[EXCERPT]

Voters in San Francisco decided to recall District Attorney Chesa Boudin. According to the city’s elections website, the recall effort passed Tuesday night with just under 60% of the vote.
“I just don’t think he’s the right fit for the city at this time,” San Francisco voter Matthew Balthazor said Tuesday. “So hopefully we’ll find someone that’s going to tackle these issues a little bit in a different way.”
Boudin won office in November 2019 as part of a national wave of progressive prosecutors who pledged to seek alternatives to incarceration, end the war on drugs and hold police officers to account. The effort to recall him gained steam after footage of brazen shoplifting and attacks against Asian American people went viral.
“People are angry. They’re frustrated,” Boudin said in a Tuesday night speech. “They were given an opportunity to voice their frustration and their outrage. And they took that opportunity.”
Despite losing the recall election, Boudin remained defiant in his speech. He blamed the loss on “right-wing billionaires” who “outspent us 3 to 1.”
“They exploited an environment in which people are appropriately upset,” Boudin said. “And they created an electoral dynamic where we were literally shadowboxing.”
Recall proponents rejected Boudin’s efforts to paint them as Republicans. They include California state leaders of the hotel and retailers associations.
“This election does not mean that San Francisco has drifted to the far right on our approach to criminal justice,” Mary Jung, a chair of the recall campaign, said in a statement. “In fact, San Francisco has been a national beacon for progressive criminal justice reform for decades and will continue to do so with new leadership.”
San Francisco Mayor London Breed, who had backed a more moderate Democrat in the 2019 district attorney race, will name the next district attorney after the results are certified by the elections office and approved by the Board of Supervisors. Boudin could also run in November when the race is back on the ballot.

[/EXCERPT]

▶ _WHAT YOU ARE ASKED TO DO_
Reproduce the entire article about the San Francisco recall, word for word. Rely only on the article about the San Francisco recall.

[STORED DATA]

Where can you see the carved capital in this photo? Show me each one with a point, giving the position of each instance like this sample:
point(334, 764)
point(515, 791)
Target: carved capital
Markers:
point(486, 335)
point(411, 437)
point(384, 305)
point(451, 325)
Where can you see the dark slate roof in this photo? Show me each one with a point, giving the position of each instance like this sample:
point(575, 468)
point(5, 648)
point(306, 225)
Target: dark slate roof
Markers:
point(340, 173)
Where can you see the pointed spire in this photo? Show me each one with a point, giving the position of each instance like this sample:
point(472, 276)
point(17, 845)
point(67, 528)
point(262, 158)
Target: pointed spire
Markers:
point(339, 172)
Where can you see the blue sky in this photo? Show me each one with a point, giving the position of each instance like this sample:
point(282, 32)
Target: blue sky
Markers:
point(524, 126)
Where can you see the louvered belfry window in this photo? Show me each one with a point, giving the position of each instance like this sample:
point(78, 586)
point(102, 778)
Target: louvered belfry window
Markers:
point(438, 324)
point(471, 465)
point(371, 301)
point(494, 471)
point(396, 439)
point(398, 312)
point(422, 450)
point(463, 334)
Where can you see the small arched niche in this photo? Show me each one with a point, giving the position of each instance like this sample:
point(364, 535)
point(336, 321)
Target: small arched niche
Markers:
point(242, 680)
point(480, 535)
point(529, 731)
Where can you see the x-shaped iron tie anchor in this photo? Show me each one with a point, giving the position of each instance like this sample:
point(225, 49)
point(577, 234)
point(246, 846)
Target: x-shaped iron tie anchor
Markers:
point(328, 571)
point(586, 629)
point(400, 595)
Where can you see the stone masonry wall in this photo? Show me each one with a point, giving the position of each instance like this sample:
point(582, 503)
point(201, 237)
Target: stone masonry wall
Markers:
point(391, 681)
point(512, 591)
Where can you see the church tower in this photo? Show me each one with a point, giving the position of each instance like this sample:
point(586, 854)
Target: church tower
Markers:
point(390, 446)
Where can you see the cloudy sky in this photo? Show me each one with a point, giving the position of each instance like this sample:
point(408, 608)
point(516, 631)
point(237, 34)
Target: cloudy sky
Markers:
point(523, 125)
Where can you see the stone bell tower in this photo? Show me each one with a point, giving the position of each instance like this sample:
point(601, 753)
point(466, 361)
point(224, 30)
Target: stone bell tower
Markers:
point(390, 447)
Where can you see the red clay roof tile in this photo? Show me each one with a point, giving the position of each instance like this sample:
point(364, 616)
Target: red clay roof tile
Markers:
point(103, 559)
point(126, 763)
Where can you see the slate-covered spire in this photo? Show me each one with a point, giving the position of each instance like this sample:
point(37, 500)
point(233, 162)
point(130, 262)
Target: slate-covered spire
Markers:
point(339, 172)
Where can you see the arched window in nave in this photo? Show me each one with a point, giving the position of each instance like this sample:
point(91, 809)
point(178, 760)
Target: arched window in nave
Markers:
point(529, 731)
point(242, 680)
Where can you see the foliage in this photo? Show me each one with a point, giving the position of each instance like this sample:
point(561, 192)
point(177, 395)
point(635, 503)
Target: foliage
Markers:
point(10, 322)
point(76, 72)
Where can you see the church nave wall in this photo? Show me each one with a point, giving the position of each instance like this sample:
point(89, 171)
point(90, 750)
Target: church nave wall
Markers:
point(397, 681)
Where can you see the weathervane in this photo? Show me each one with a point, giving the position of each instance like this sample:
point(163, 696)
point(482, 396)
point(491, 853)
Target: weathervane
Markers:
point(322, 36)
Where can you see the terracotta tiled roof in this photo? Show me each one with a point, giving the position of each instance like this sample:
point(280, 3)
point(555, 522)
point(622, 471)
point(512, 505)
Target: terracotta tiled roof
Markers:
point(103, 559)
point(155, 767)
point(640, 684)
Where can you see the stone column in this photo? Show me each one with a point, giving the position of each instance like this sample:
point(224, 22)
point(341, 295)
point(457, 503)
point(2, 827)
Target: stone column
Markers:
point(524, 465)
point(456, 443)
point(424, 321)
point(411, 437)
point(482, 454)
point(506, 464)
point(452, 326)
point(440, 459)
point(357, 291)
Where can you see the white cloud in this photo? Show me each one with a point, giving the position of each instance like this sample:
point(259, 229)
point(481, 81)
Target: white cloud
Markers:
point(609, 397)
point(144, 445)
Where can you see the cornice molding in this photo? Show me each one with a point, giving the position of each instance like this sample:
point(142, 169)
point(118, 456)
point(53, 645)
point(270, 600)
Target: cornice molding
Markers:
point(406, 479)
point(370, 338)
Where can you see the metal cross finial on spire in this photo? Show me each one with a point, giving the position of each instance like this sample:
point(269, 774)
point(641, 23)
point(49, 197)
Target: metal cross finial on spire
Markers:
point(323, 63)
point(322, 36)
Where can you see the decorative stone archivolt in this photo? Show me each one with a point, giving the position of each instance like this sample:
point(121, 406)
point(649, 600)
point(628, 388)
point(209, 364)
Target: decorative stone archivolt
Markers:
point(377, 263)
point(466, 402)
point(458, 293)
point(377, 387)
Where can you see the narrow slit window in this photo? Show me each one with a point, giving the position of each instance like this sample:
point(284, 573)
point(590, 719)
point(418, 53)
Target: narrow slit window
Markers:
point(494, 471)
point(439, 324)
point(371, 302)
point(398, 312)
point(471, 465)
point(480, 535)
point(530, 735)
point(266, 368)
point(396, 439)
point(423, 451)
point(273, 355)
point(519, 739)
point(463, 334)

[/STORED DATA]

▶ _WRITTEN REPLY_
Voters in San Francisco decided to recall District Attorney Chesa Boudin. According to the city’s elections website, the recall effort passed Tuesday night with just under 60% of the vote.
“I just don’t think he’s the right fit for the city at this time,” San Francisco voter Matthew Balthazor said Tuesday. “So hopefully we’ll find someone that’s going to tackle these issues a little bit in a different way.”
Boudin won office in November 2019 as part of a national wave of progressive prosecutors who pledged to seek alternatives to incarceration, end the war on drugs and hold police officers to account. The effort to recall him gained steam after footage of brazen shoplifting and attacks against Asian American people went viral.
“People are angry. They’re frustrated,” Boudin said in a Tuesday night speech. “They were given an opportunity to voice their frustration and their outrage. And they took that opportunity.”
Despite losing the recall election, Boudin remained defiant in his speech. He blamed the loss on “right-wing billionaires” who “outspent us 3 to 1.”
“They exploited an environment in which people are appropriately upset,” Boudin said. “And they created an electoral dynamic where we were literally shadowboxing.”
Recall proponents rejected Boudin’s efforts to paint them as Republicans. They include California state leaders of the hotel and retailers associations.
“This election does not mean that San Francisco has drifted to the far right on our approach to criminal justice,” Mary Jung, a chair of the recall campaign, said in a statement. “In fact, San Francisco has been a national beacon for progressive criminal justice reform for decades and will continue to do so with new leadership.”
San Francisco Mayor London Breed, who had backed a more moderate Democrat in the 2019 district attorney race, will name the next district attorney after the results are certified by the elections office and approved by the Board of Supervisors. Boudin could also run in November when the race is back on the ballot.